118  La grandezza dell’effetto

Prerequisiti

Concetti e competenze chiave

Introduzione

La dimensione dell’effetto (effect size) è un concetto fondamentale nella metodologia della ricerca, utilizzato per quantificare la forza della relazione statistica tra due variabili. Questa misura rappresenta l’entità dell’effetto di un intervento o di un trattamento in modo standardizzato, descrivendo in termini quantitativi l’importanza di un fenomeno osservato.

È cruciale distinguere tra la dimensione dell’effetto e la significatività statistica. Un risultato può essere “statisticamente significativo” pur avendo un effetto di piccole dimensioni, e viceversa. La conoscenza di uno di questi concetti non fornisce automaticamente informazioni sull’altro, evidenziando la necessità di considerare entrambi gli aspetti nell’analisi dei dati.

* * * * *

Nel testo sulla grandezza dell'effetto, quali titoli di sezione compaiono tra il titolo principale e il primo paragrafo? Scrivili nell'ordine in cui appaiono.

* * * * *

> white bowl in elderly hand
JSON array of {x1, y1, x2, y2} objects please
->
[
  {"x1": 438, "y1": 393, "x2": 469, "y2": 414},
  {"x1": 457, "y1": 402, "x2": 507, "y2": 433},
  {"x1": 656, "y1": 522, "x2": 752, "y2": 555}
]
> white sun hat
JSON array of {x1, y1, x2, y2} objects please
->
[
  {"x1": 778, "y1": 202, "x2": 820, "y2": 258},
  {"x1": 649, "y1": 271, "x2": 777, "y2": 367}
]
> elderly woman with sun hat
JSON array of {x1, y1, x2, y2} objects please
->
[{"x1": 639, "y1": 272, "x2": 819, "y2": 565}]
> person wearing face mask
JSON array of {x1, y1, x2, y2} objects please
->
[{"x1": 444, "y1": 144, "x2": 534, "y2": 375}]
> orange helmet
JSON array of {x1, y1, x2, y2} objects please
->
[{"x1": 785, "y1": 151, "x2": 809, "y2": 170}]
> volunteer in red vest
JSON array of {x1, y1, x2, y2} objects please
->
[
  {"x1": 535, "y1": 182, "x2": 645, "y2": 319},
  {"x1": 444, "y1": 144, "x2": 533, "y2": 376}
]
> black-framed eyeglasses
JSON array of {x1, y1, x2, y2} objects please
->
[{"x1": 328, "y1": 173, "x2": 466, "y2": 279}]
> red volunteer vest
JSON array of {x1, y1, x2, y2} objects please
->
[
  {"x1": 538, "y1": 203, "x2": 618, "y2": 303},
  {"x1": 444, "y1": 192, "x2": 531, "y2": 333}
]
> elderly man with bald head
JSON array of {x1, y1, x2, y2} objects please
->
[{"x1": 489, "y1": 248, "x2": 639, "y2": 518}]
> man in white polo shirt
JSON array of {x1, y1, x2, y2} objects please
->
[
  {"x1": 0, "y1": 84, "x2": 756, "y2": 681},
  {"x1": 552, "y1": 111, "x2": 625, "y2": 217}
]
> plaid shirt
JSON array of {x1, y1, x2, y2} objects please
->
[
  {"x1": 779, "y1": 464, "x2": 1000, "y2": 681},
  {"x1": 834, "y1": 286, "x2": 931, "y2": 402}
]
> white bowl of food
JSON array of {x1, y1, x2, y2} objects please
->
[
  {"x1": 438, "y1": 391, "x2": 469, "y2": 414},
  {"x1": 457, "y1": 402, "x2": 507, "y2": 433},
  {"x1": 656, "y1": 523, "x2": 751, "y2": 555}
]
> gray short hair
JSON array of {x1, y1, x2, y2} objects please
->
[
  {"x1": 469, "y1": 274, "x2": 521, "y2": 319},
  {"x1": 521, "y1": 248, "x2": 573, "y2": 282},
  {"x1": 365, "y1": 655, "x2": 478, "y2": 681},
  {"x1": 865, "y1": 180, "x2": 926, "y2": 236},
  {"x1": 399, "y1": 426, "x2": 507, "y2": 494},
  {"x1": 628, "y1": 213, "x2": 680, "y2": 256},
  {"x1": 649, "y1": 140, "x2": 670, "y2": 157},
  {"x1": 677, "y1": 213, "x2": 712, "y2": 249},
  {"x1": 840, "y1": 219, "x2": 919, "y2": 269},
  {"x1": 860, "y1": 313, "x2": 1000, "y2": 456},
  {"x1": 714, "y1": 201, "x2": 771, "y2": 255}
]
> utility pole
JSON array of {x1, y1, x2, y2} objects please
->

* * * * *

● Risultato dell'esercizio
Prerequisiti
Concetti e competenze chiave
Introduzione